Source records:
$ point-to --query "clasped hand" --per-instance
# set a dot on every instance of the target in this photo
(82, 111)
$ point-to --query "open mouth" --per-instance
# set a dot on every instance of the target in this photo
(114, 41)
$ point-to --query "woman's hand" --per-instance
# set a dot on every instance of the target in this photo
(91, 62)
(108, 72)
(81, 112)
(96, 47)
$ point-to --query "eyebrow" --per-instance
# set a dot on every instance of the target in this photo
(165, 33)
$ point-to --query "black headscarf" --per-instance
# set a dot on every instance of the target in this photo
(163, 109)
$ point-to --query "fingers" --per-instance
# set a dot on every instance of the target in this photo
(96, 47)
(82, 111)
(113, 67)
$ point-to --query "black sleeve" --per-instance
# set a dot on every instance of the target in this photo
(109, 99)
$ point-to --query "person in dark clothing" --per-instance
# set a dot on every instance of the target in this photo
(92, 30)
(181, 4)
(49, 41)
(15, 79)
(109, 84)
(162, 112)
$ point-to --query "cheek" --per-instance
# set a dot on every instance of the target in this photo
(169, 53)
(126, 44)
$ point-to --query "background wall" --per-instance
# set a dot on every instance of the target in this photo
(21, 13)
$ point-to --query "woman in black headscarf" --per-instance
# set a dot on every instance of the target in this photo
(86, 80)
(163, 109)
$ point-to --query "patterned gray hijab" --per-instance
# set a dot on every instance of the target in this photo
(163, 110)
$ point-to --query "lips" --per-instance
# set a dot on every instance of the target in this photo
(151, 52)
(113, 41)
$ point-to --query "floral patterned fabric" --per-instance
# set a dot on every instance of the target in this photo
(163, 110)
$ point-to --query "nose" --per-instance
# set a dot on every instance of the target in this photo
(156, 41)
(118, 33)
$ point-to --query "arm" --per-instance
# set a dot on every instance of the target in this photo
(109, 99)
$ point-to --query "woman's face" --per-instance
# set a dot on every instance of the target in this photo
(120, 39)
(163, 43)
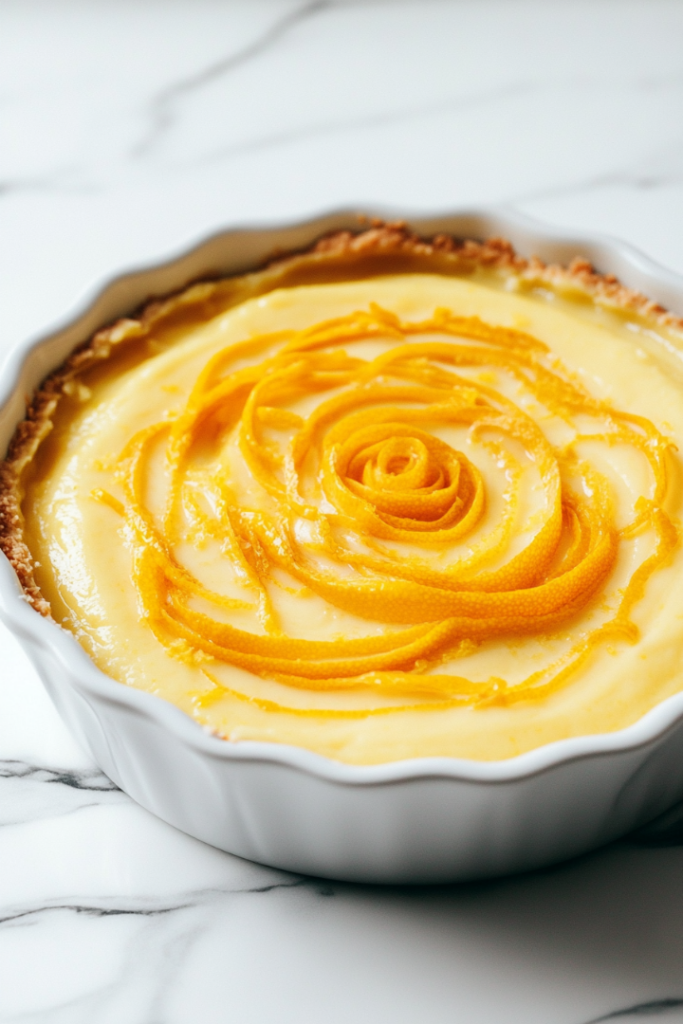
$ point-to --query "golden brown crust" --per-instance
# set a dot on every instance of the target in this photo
(391, 244)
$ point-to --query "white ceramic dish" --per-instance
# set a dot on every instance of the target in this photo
(430, 819)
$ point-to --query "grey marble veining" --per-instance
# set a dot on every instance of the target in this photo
(127, 130)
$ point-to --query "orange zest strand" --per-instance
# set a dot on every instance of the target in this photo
(357, 499)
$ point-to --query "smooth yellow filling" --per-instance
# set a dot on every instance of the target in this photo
(384, 518)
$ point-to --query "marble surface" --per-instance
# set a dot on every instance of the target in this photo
(129, 129)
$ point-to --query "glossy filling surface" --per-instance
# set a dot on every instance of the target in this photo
(402, 516)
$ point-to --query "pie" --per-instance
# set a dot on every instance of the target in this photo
(388, 498)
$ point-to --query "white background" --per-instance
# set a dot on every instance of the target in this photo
(127, 131)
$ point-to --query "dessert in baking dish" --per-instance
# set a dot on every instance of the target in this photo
(385, 499)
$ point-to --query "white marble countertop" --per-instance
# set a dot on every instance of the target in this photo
(129, 129)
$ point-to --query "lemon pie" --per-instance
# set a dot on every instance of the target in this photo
(389, 498)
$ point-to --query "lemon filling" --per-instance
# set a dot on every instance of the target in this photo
(402, 516)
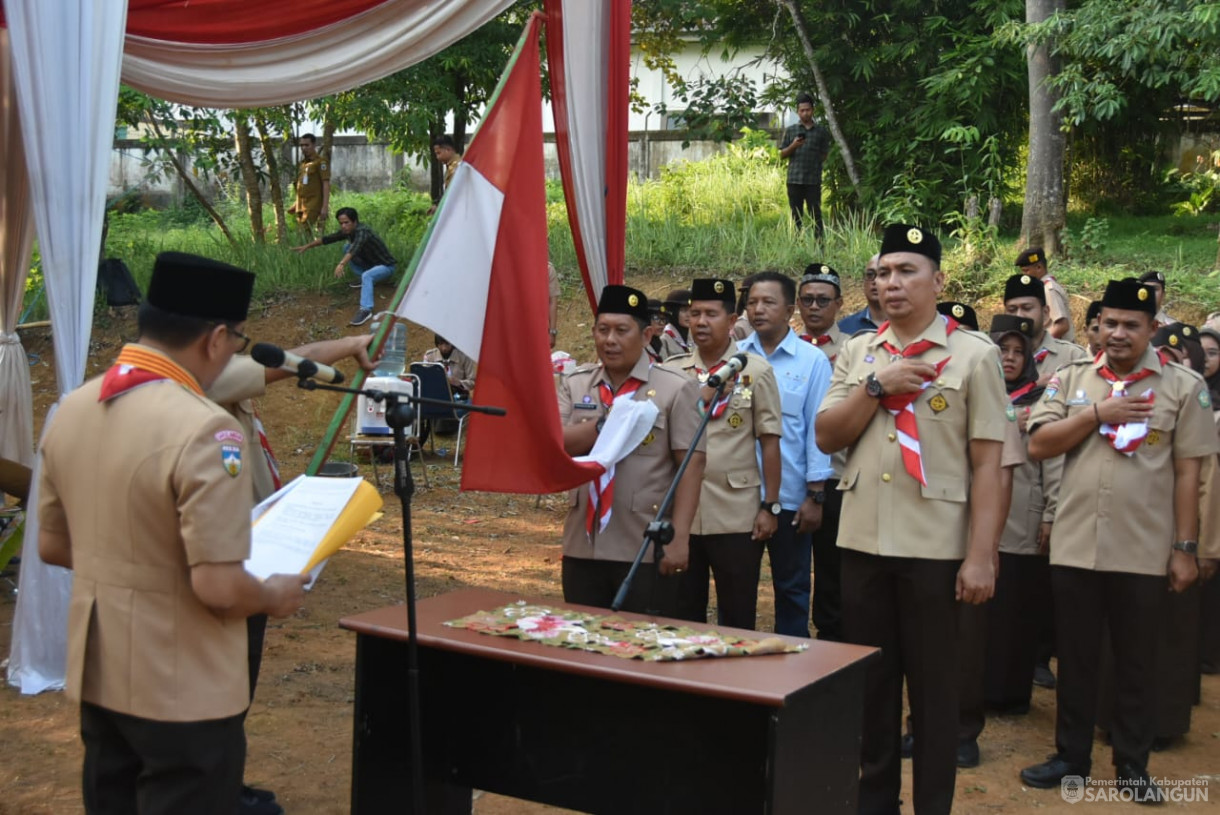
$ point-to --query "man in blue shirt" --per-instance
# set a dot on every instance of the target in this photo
(803, 375)
(869, 317)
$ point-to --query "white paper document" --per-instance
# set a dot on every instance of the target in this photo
(289, 526)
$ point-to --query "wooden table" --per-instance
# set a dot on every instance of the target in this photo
(777, 733)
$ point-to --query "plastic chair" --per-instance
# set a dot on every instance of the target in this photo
(376, 443)
(434, 384)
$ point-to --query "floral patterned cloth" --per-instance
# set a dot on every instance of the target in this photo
(611, 635)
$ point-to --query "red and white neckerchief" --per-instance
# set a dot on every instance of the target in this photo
(672, 333)
(136, 366)
(717, 409)
(1126, 437)
(902, 405)
(602, 488)
(267, 452)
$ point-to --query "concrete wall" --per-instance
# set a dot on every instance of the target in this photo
(360, 166)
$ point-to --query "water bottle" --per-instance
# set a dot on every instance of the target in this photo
(393, 359)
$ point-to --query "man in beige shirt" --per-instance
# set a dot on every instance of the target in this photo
(604, 531)
(919, 408)
(156, 624)
(1033, 262)
(1133, 431)
(731, 527)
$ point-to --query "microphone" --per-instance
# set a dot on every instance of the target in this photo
(735, 365)
(273, 356)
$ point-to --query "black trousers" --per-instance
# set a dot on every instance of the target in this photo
(1131, 604)
(827, 603)
(1016, 616)
(136, 765)
(733, 560)
(595, 582)
(907, 608)
(807, 197)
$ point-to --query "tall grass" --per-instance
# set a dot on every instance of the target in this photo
(726, 216)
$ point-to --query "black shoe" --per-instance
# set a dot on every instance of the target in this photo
(1043, 677)
(1144, 789)
(968, 754)
(1051, 774)
(259, 802)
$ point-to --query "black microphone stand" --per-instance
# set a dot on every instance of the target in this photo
(400, 415)
(660, 532)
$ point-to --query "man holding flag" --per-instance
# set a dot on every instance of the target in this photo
(608, 516)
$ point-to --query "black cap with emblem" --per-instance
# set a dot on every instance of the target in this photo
(903, 237)
(624, 299)
(821, 273)
(1030, 256)
(1024, 286)
(1129, 295)
(959, 311)
(706, 288)
(199, 287)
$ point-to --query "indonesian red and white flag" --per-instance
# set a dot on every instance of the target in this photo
(481, 283)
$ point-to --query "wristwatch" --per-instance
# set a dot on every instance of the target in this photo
(872, 387)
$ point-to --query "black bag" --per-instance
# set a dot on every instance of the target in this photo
(115, 282)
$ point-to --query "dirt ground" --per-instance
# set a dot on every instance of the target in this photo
(300, 724)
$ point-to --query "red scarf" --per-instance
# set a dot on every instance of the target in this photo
(902, 405)
(136, 366)
(602, 488)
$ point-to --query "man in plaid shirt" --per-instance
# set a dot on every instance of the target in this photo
(805, 145)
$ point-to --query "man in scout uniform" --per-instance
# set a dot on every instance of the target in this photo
(1025, 297)
(803, 375)
(870, 316)
(1155, 281)
(234, 389)
(156, 625)
(606, 521)
(1033, 262)
(1133, 431)
(731, 526)
(312, 204)
(919, 406)
(820, 300)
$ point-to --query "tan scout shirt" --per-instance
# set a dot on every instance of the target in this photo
(642, 478)
(1057, 298)
(886, 511)
(1035, 492)
(1059, 353)
(239, 383)
(1115, 511)
(458, 366)
(728, 500)
(139, 488)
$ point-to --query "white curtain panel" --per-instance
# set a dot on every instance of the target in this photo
(16, 239)
(66, 56)
(586, 70)
(345, 55)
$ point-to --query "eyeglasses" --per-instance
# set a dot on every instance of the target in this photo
(245, 341)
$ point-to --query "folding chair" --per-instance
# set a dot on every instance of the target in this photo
(366, 431)
(434, 384)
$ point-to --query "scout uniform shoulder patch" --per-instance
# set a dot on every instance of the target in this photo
(231, 459)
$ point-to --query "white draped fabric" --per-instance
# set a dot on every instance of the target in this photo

→ **Written task**
Repeat the material above in full and unchanged, minus its images.

→ **Complete answer**
$ point-to --query "clasped hand" --per-instance
# set a dot on every instance of the target in this photo
(82, 111)
$ point-to --query "open mouth" --per-instance
# set a dot on every instance of the target in this photo
(114, 41)
$ point-to --query "woman's hand" --per-instance
# set a dot on every instance of the target in this photo
(91, 62)
(108, 72)
(81, 112)
(96, 47)
$ point-to --query "eyebrow" --per-instance
# set a dot on every instance of the target in this photo
(165, 33)
$ point-to --query "black headscarf" --per-instance
# set a dot on every instance of the target in this photo
(163, 109)
$ point-to --query "fingers" --per-instance
# set a dot on every instance of the target in this photo
(96, 47)
(82, 111)
(113, 67)
$ point-to --query "black sleeve" --per-instance
# set a dot on every instance of the target in this photo
(109, 99)
$ point-to --query "person in dark clothing" --per-instance
# set a dot on every instance of the target in this photo
(92, 30)
(181, 4)
(49, 41)
(15, 79)
(109, 84)
(162, 112)
$ point-to --query "cheek" --per-instance
# set a dot on every instance of the target in this photo
(169, 53)
(126, 44)
$ point-to --query "background wall" --per-instance
# set a dot on every instance of the target in this photo
(21, 13)
$ point-to --query "woman in black headscarf" --per-instance
# set a dot on every instance of the target in this photo
(86, 80)
(163, 109)
$ point-to --query "patterned gray hijab" --per-instance
# set a dot on every instance of the target in this photo
(163, 110)
$ point-to --query "lips" --per-instance
# set a dot on every instance of the target in this photo
(151, 52)
(113, 41)
$ point-to --query "floral patterned fabric" --per-instance
# set a dot on every instance of the target in this photo
(163, 110)
$ point-to --query "nose" --per-instance
# set a dot on every instance of the target in this photo
(156, 41)
(118, 33)
$ point-to --query "arm" --per-instance
# set a dot on every instance of the target in this photo
(109, 99)
$ point-to --query "woman's face" --per-instance
# set a dot on every instance of the target in this photo
(120, 39)
(163, 43)
$ point-to --query "golden brown crust" --per-instance
# set a dot on every instance of the target in this photo
(391, 244)
$ point-to --query "white ceramic dish" --per-instance
# set a dot on every instance of the target in this photo
(430, 819)
$ point-to --query "grey marble veining" --per-instance
# set a dot on every instance of the target in this photo
(127, 130)
$ point-to --query "orange zest strand" --per-instance
# set a dot on every instance of the target in this photo
(357, 499)
$ point-to --query "smooth yellow filling" --per-instance
# set a dot on every instance of the target in this photo
(384, 518)
$ point-to --query "marble surface" --per-instance
# set a dot on every instance of the target in this photo
(129, 129)
$ point-to --query "glossy filling surface" --per-instance
# set a dot on every instance of the target in this photo
(402, 516)
$ point-to --query "pie" --per-instance
# set a dot on every instance of the target in this photo
(388, 498)
$ point-to --query "white background" --per-instance
# set a dot on every instance of the target in this photo
(127, 131)
$ point-to --query "dessert in baking dish" --per-instance
# set a dot on every instance of the target in this photo
(385, 499)
$ point-to --query "white marble countertop" --per-instance
# set a dot on every instance of the target in this photo
(129, 129)
$ point-to --query "lemon pie" --per-instance
# set a dot on every instance of the target in this photo
(389, 498)
$ point-to --query "lemon filling" --per-instance
# set a dot on every instance of the target in this photo
(402, 516)
$ point-to --query "man in blue shirt" --per-instance
# set a dot on every instance of the target in this photo
(803, 375)
(869, 317)
$ point-to --query "white paper document" --per-instance
# set a dot on every instance of the target in this photo
(289, 526)
$ point-to --query "wooden table" --per-instance
# set a dot on every instance of the target in this photo
(777, 733)
$ point-to --query "plastic chair" --per-instance
# set a dot on every instance of the target in this photo
(376, 443)
(434, 384)
$ point-to --query "floral patterned cloth" --per-instance
# set a dot on every instance of the target in this photo
(611, 635)
$ point-to --query "red and white neckerchief" --per-instance
# set a dot on every instance of the target in this photo
(672, 333)
(136, 366)
(717, 409)
(1126, 437)
(902, 405)
(602, 488)
(267, 452)
$ point-to --query "concrete wall" --per-instance
# set a dot on every instance of the target in this photo
(360, 166)
$ point-to --query "water bottle" --per-instance
# set a dot on every instance of the target in this photo
(393, 359)
$ point-to --query "man in beige shirt" --per-instance
# set a dot on every instance of the target in this photo
(604, 531)
(919, 408)
(156, 624)
(1033, 262)
(1133, 431)
(731, 527)
$ point-to --query "microphone" --per-instance
# set a dot on every instance of the target in this photo
(735, 365)
(273, 356)
$ point-to --query "black trousers" --per-instance
# set a dot on every instance of the target in this photo
(1131, 604)
(827, 603)
(1016, 616)
(136, 765)
(733, 560)
(595, 582)
(907, 608)
(807, 197)
$ point-to --query "tall grass" --per-instance
# set a dot on every instance of the target in this photo
(726, 216)
$ point-to --query "black shoe" --per-instance
# set a dot on every instance of the target in this photo
(1043, 677)
(1144, 789)
(968, 754)
(1051, 774)
(259, 802)
$ point-to --query "black microphone stand" --per-instance
# set a dot on every instance of the target in this photo
(400, 415)
(660, 532)
$ point-to --query "man holding flag" --per-instance
# set a dot on every instance of the target in this photo
(608, 516)
$ point-to --query "black cap with emblem" --per-instance
# set a dot on every instance of the target in this photo
(903, 237)
(624, 299)
(821, 273)
(1030, 256)
(1024, 286)
(1129, 295)
(959, 311)
(706, 288)
(199, 287)
$ point-to --query "indonesian red and white flag" --per-instance
# set a dot on every instance of the target in this photo
(481, 283)
$ point-to --query "wristwatch" --per-instance
# set a dot on every instance of the target in this photo
(872, 387)
$ point-to --query "black bag" --per-instance
# set a dot on every instance of the target in this photo
(115, 282)
$ point-to --query "dirt ground" --per-instance
# set a dot on every instance of the target in this photo
(300, 724)
$ point-to --query "red scarf" --per-instance
# set a dot on every instance of the target in this photo
(902, 405)
(136, 366)
(602, 488)
$ point-to --query "man in plaid shirt" --per-instance
# set a dot on every instance of the target in this photo
(805, 145)
$ point-to --query "man in scout uniform" --per-instance
# set a dot on every instance of the target in this photo
(1025, 297)
(803, 375)
(870, 316)
(1155, 281)
(234, 389)
(156, 625)
(606, 521)
(1033, 262)
(1133, 431)
(731, 526)
(312, 204)
(919, 406)
(820, 300)
$ point-to --query "tan scout shirt" --per-instance
# set a dot on every instance of the target in this photo
(642, 478)
(1057, 298)
(886, 511)
(1035, 492)
(1059, 353)
(239, 383)
(1115, 511)
(458, 366)
(728, 500)
(139, 488)
$ point-to --query "white curtain panel" --per-instance
# set a dot on every instance of the target in this photo
(16, 239)
(66, 56)
(586, 70)
(345, 55)
$ point-to --query "eyeglasses" --per-instance
# set a dot on every instance of the target in this photo
(245, 341)
$ point-to --query "folding chair" --per-instance
# set a dot on every instance of the target in this photo
(366, 431)
(434, 384)
$ point-to --query "scout uniform shoulder patch" --per-instance
# set a dot on every instance of the target in this photo
(231, 459)
$ point-to --query "white draped fabric" --per-instance
# set a dot on every instance of the target in this photo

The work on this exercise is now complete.